**Work to be completed**. Please output the line that contains "Isolate every tree" and all later lines of the material, exactly, through the end.
-=-=-
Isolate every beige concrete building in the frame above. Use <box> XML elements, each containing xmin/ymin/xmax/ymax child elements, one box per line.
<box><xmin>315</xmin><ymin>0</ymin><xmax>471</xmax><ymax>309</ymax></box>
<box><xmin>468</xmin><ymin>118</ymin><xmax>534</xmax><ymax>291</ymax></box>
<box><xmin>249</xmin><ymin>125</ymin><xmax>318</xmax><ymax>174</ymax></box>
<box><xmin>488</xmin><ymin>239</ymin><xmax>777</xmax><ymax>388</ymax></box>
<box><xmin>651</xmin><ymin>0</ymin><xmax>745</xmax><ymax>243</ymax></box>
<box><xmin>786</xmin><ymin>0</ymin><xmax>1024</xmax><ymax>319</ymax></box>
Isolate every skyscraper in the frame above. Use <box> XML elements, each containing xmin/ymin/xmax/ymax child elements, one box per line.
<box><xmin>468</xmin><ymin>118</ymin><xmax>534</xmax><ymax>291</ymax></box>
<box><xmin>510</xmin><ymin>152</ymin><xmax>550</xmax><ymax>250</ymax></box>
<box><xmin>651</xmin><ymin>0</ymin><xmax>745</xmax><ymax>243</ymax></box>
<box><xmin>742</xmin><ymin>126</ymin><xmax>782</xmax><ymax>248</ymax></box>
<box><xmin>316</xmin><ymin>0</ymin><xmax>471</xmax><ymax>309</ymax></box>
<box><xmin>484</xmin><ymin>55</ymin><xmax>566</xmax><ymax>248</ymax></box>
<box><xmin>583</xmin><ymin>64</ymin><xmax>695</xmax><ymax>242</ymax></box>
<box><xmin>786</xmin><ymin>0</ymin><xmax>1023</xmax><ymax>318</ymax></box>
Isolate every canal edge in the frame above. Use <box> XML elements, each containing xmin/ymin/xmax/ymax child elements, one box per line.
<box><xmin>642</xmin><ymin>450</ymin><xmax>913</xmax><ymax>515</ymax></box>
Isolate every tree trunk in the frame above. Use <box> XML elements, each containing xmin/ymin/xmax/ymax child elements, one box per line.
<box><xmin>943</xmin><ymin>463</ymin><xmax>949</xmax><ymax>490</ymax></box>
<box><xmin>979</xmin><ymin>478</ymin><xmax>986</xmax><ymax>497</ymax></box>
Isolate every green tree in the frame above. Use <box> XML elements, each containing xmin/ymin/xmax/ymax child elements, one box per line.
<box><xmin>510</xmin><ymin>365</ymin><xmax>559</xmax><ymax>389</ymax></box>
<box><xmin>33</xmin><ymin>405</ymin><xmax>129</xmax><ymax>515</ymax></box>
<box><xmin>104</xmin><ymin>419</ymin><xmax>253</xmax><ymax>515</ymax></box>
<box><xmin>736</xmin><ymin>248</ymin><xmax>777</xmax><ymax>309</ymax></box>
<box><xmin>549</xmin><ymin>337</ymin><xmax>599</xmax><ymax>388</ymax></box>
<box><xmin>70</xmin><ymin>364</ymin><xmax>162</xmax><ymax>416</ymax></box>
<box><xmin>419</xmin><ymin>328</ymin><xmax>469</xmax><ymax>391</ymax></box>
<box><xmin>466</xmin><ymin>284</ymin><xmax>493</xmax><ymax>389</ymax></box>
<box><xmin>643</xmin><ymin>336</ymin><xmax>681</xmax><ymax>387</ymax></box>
-=-=-
**Exercise output**.
Isolate every tree trunk in the frame above. Use <box> XML elements, each containing xmin/ymin/xmax/ymax child elements, one box per line.
<box><xmin>943</xmin><ymin>463</ymin><xmax>949</xmax><ymax>490</ymax></box>
<box><xmin>979</xmin><ymin>478</ymin><xmax>986</xmax><ymax>497</ymax></box>
Isolate every green tree in the frame above. Use <box> XML elements, each containing xmin/ymin/xmax/ymax child elements, one box per line.
<box><xmin>510</xmin><ymin>365</ymin><xmax>559</xmax><ymax>389</ymax></box>
<box><xmin>33</xmin><ymin>405</ymin><xmax>129</xmax><ymax>515</ymax></box>
<box><xmin>104</xmin><ymin>419</ymin><xmax>253</xmax><ymax>515</ymax></box>
<box><xmin>736</xmin><ymin>248</ymin><xmax>777</xmax><ymax>309</ymax></box>
<box><xmin>549</xmin><ymin>337</ymin><xmax>599</xmax><ymax>388</ymax></box>
<box><xmin>70</xmin><ymin>364</ymin><xmax>162</xmax><ymax>416</ymax></box>
<box><xmin>419</xmin><ymin>328</ymin><xmax>469</xmax><ymax>391</ymax></box>
<box><xmin>466</xmin><ymin>284</ymin><xmax>493</xmax><ymax>389</ymax></box>
<box><xmin>643</xmin><ymin>336</ymin><xmax>681</xmax><ymax>387</ymax></box>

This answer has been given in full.